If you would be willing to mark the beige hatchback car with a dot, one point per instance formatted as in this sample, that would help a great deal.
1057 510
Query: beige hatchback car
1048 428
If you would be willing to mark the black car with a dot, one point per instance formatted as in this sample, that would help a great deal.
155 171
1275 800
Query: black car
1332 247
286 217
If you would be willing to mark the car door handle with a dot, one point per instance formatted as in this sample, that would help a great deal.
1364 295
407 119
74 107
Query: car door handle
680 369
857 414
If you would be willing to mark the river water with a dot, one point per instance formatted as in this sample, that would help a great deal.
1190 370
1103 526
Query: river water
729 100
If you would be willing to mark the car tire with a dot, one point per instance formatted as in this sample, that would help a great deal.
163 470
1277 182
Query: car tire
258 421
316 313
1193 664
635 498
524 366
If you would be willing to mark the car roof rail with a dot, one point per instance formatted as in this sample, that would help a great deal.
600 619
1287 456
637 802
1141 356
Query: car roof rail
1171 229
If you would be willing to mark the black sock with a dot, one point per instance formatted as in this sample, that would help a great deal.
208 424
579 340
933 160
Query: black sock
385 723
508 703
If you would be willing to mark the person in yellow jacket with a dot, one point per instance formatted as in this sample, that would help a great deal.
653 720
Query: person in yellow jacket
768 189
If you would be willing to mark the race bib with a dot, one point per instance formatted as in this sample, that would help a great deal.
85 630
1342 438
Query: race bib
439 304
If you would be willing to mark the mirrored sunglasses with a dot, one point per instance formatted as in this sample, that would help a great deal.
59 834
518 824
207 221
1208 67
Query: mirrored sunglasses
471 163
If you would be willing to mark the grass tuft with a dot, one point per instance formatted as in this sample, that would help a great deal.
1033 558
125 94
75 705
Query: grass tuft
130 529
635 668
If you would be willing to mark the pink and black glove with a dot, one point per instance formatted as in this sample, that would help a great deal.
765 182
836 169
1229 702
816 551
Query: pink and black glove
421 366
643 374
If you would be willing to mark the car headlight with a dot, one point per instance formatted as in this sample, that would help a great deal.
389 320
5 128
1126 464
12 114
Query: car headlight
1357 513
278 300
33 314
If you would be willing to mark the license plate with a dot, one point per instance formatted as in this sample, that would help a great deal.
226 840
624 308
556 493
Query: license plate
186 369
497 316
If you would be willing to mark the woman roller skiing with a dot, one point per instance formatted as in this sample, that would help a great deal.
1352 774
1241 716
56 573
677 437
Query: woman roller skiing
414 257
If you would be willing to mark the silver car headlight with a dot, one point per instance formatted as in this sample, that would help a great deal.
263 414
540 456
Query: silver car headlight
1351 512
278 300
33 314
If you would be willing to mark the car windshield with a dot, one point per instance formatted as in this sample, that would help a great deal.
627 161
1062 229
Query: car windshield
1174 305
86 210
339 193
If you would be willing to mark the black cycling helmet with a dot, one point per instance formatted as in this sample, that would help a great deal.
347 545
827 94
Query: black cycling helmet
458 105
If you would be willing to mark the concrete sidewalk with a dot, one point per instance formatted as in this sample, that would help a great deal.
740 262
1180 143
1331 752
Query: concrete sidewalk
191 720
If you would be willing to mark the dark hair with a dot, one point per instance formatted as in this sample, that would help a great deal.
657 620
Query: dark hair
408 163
---
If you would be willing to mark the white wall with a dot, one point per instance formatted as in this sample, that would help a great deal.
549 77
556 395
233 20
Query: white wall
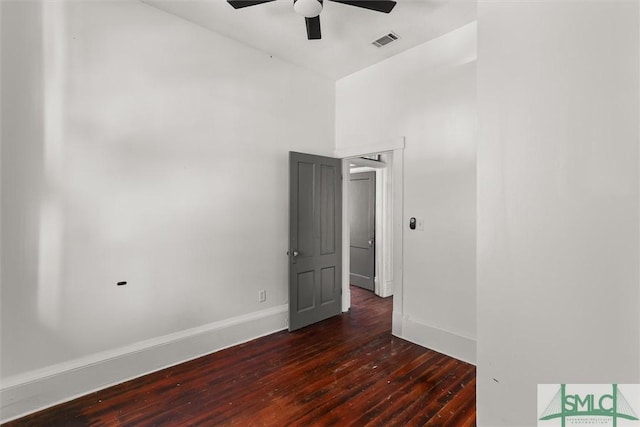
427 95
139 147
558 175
---
=== Given exercise ===
List every line of the records above that contains the string "rail".

=== Solved problem ===
If you would be willing to mark the car roof rail with a dot, one point per instance formatted as in this sample, that would help a great deal.
Query: car roof rail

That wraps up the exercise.